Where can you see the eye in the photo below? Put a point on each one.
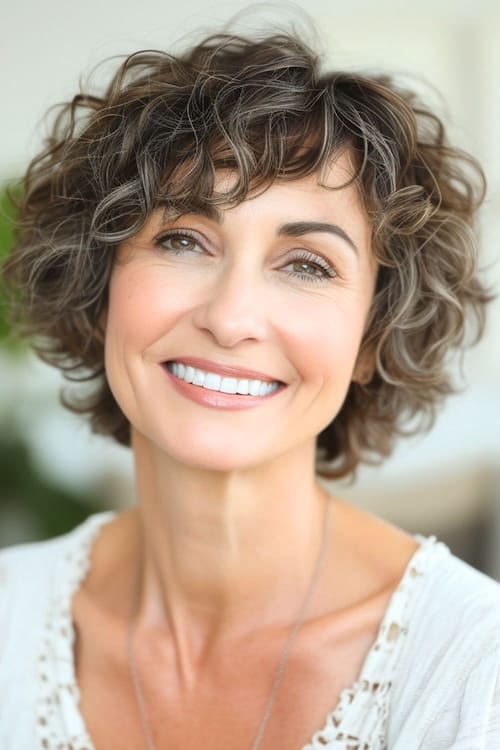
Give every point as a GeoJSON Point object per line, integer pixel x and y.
{"type": "Point", "coordinates": [178, 242]}
{"type": "Point", "coordinates": [310, 267]}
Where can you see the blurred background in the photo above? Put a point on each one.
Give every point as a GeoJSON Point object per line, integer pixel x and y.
{"type": "Point", "coordinates": [52, 471]}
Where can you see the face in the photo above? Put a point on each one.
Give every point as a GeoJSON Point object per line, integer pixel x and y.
{"type": "Point", "coordinates": [263, 306]}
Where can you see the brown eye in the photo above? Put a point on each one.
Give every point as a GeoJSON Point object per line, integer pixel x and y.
{"type": "Point", "coordinates": [178, 243]}
{"type": "Point", "coordinates": [310, 268]}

> **Do this**
Please turn every line of the records above into a Markdown table with the columns Row and Record text, one numbered row per line. Skip blank lines and leave the pictures out.

> **Exercise output**
| Row | Record text |
|---|---|
| 1 | Where can you see the eye in the photo below? Put a point on each one. |
| 2 | Give every point as a GeoJSON Point object per line, integer pixel x and y. |
| 3 | {"type": "Point", "coordinates": [178, 242]} |
| 4 | {"type": "Point", "coordinates": [310, 267]} |
| 5 | Where can you see the blurred background in the photo above? Put a point on each one. |
| 6 | Give every point as a GeoJSON Point object per line, integer pixel x and y. |
| 7 | {"type": "Point", "coordinates": [52, 471]} |
| 8 | Where can you see the face in the photo above? Put a point on each one. |
| 9 | Give every point as a GeoJSON Point object per line, integer pixel x and y. |
| 10 | {"type": "Point", "coordinates": [263, 306]} |
| 11 | Where can you see the brown eye in the photo above? Put a point on each one. |
| 12 | Give every point as a GeoJSON Point object per line, integer pixel x and y. |
| 13 | {"type": "Point", "coordinates": [178, 243]} |
| 14 | {"type": "Point", "coordinates": [310, 268]} |